# Extracted information
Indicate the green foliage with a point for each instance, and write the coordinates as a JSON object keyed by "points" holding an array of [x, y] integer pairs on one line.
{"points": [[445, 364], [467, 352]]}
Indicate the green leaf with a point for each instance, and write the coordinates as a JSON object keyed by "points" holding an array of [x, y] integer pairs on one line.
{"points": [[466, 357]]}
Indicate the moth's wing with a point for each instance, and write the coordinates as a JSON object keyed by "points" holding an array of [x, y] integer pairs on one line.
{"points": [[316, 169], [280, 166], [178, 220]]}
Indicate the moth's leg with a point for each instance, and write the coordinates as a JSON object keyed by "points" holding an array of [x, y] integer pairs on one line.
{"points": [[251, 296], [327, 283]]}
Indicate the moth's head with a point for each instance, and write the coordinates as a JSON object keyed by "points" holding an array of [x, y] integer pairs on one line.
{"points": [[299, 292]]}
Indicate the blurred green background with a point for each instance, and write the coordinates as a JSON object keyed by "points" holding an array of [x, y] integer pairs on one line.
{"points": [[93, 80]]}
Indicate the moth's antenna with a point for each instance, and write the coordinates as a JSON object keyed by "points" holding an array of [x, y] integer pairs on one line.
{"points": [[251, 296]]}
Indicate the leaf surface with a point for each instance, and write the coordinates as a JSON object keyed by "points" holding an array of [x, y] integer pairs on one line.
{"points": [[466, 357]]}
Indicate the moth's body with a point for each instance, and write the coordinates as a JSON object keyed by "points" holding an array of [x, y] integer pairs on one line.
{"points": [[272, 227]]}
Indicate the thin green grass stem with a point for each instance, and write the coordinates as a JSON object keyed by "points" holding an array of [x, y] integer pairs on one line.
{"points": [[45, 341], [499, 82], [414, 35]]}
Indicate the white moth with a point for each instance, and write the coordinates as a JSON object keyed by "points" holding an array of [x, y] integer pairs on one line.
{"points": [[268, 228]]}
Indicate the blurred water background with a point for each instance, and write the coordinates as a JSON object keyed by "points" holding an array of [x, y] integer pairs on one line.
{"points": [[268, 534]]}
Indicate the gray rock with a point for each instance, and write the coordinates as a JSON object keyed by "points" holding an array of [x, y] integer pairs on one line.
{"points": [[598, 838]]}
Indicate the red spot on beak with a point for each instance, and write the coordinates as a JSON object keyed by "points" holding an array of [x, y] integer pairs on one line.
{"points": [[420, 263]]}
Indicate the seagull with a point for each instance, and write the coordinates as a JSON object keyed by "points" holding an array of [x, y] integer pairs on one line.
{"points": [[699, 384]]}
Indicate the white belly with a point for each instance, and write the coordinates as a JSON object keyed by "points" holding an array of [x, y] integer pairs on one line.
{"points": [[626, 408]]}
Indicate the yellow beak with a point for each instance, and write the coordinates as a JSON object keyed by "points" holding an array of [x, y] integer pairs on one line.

# Task prompt
Return exactly the lines from the one containing "Indicate the red" to the last line of the data, and nothing more.

# Task result
Indicate the red spot on beak with a point for each instance, and write the coordinates as a JSON object keyed by "points" holding an array of [x, y] integer pairs on one line.
{"points": [[420, 263]]}
Indicate the seagull with a point for each instance, and write the coordinates as a JSON object keyed by "points" holding an array of [x, y] integer pairs on one line.
{"points": [[699, 384]]}
Indicate the white belly with a point for each instance, and write the coordinates as a JSON object keyed by "points" holding an array of [x, y] integer pairs on one line.
{"points": [[626, 408]]}
Indicate the yellow beak with a point for each instance, and write the coordinates as a JSON object keyed by "points" holding an array of [x, y] integer pairs on one line.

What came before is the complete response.